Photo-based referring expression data
-- Opening Marker --
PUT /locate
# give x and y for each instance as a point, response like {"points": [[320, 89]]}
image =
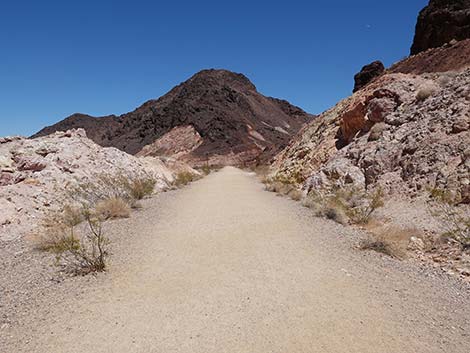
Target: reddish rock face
{"points": [[441, 22], [223, 107], [367, 74]]}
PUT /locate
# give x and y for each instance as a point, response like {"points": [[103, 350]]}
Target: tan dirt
{"points": [[223, 266]]}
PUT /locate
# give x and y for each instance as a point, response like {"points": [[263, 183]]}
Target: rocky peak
{"points": [[224, 109], [367, 74], [441, 22]]}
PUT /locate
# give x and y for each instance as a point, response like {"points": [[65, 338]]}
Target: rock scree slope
{"points": [[225, 110], [441, 22], [222, 266]]}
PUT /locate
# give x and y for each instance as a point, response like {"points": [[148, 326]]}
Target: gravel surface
{"points": [[222, 266]]}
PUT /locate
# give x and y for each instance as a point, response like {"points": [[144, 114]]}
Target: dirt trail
{"points": [[222, 266]]}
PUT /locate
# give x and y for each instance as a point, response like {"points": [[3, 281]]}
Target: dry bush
{"points": [[310, 202], [206, 170], [141, 187], [114, 207], [333, 213], [455, 219], [295, 195], [82, 251], [108, 186], [361, 214], [425, 92], [378, 245], [184, 178], [396, 238], [343, 204]]}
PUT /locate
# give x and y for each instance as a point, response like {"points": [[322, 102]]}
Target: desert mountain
{"points": [[406, 129], [221, 113]]}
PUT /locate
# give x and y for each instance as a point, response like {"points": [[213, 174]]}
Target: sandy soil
{"points": [[222, 266]]}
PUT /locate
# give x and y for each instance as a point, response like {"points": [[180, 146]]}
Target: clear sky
{"points": [[108, 57]]}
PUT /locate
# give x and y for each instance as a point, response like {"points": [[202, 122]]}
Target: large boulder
{"points": [[441, 22], [367, 74]]}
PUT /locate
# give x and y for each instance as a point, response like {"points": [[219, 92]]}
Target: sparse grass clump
{"points": [[455, 219], [206, 169], [343, 205], [377, 245], [425, 92], [362, 213], [141, 187], [109, 186], [76, 237], [112, 208]]}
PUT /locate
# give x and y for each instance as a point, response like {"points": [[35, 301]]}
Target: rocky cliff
{"points": [[39, 175], [403, 132]]}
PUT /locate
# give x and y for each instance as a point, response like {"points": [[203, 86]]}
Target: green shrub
{"points": [[84, 251], [184, 178], [455, 219]]}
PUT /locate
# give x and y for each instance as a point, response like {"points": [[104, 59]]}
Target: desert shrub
{"points": [[184, 178], [141, 187], [378, 245], [82, 251], [334, 213], [205, 169], [108, 186], [361, 213], [310, 202], [344, 204], [295, 195], [455, 219], [114, 207], [425, 92]]}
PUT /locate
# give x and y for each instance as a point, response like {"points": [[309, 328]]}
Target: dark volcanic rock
{"points": [[223, 107], [367, 74], [441, 22]]}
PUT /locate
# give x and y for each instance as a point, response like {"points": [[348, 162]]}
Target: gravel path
{"points": [[222, 266]]}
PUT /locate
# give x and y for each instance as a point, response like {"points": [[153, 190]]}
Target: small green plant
{"points": [[112, 208], [206, 169], [362, 213], [377, 245], [343, 204], [83, 251], [425, 92], [141, 187], [110, 186], [183, 179]]}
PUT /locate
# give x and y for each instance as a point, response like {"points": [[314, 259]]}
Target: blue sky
{"points": [[108, 57]]}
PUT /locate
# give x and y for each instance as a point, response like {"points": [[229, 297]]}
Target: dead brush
{"points": [[392, 240], [76, 237], [109, 186], [377, 245], [454, 218], [141, 187], [112, 208], [345, 205], [425, 92], [184, 178]]}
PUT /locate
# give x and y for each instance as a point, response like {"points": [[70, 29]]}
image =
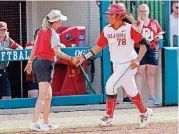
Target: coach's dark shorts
{"points": [[5, 89], [42, 70], [151, 56]]}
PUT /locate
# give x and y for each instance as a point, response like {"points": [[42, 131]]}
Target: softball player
{"points": [[149, 28], [120, 37], [6, 43], [41, 63]]}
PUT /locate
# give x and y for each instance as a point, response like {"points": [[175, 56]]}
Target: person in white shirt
{"points": [[174, 24]]}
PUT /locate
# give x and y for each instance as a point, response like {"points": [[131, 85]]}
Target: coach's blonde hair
{"points": [[45, 24]]}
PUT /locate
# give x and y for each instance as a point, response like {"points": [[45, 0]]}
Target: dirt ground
{"points": [[164, 121], [152, 128]]}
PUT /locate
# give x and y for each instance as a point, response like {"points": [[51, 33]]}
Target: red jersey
{"points": [[150, 31], [29, 45], [120, 41], [8, 43], [44, 46]]}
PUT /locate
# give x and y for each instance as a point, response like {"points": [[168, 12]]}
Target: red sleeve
{"points": [[13, 44], [28, 44], [102, 41], [159, 29], [136, 35]]}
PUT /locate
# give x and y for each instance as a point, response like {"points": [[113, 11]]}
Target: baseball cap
{"points": [[55, 15], [117, 8], [3, 25]]}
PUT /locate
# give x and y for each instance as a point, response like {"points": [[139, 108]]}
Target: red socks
{"points": [[110, 105], [137, 100]]}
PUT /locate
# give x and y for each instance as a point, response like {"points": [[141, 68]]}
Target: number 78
{"points": [[121, 41]]}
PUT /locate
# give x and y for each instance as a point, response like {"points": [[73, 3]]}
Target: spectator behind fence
{"points": [[150, 29], [6, 43], [174, 35], [31, 86]]}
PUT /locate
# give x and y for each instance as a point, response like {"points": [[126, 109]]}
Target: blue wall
{"points": [[170, 76]]}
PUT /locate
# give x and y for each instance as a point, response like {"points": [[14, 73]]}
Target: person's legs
{"points": [[111, 94], [128, 82], [150, 74], [47, 104], [44, 88], [6, 90], [126, 98], [139, 76]]}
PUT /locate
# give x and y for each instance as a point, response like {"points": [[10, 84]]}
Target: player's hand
{"points": [[81, 60], [134, 64], [75, 61], [28, 68]]}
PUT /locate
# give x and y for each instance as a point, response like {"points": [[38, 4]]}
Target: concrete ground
{"points": [[164, 121]]}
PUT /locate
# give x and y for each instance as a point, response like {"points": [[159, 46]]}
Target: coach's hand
{"points": [[134, 64], [80, 60]]}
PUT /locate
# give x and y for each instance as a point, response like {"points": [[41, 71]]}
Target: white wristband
{"points": [[88, 55]]}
-- Closing Marker --
WHAT IS EXPECTED ->
Your output must contain exactly the lines from the one containing "Target: red sleeve" to the final line of the data above, and no other text.

THE COMPLETED TASK ->
Target: red sleeve
{"points": [[13, 44], [28, 44], [102, 41], [159, 29], [136, 35]]}
PUT /locate
# give x and y for each instance as a point, response like {"points": [[113, 11]]}
Target: baseball cap
{"points": [[55, 15], [117, 8], [3, 25]]}
PUT /locate
# give x and y for each instance as a point, response like {"points": [[139, 108]]}
Target: red socks
{"points": [[110, 105], [137, 100]]}
PUT /locate
# give x and y for each instance as a point, response like {"points": [[141, 68]]}
Target: number 78
{"points": [[121, 41]]}
PUT /locate
# give x and y for each instance as a point, response like {"points": [[73, 3]]}
Target: spectator behind fence
{"points": [[150, 29], [6, 43], [174, 35], [31, 86]]}
PUT /locate
# give x and y for each instance as a point, response like {"points": [[126, 109]]}
Target: blue wall
{"points": [[170, 76]]}
PUT /locate
# give x and y for each instance as a point, response like {"points": [[14, 73]]}
Target: person's legs
{"points": [[111, 94], [128, 82], [150, 74], [47, 104], [44, 88], [6, 90], [126, 98], [139, 76]]}
PUT /locate
# give x and y for each instance as a point, response like {"points": [[10, 84]]}
Target: player's hand
{"points": [[81, 60], [134, 64], [75, 61], [28, 68]]}
PUT /locate
# give x and y for each instance as a point, response like {"points": [[38, 4]]}
Target: concrete ground
{"points": [[164, 121]]}
PUT /locate
# give x and y for each instance as a point, response like {"points": [[159, 46]]}
Target: coach's hand
{"points": [[134, 64], [80, 60]]}
PUT /locate
# give x and y for each instance as a point, response like {"points": [[41, 71]]}
Target: white wristband
{"points": [[88, 55]]}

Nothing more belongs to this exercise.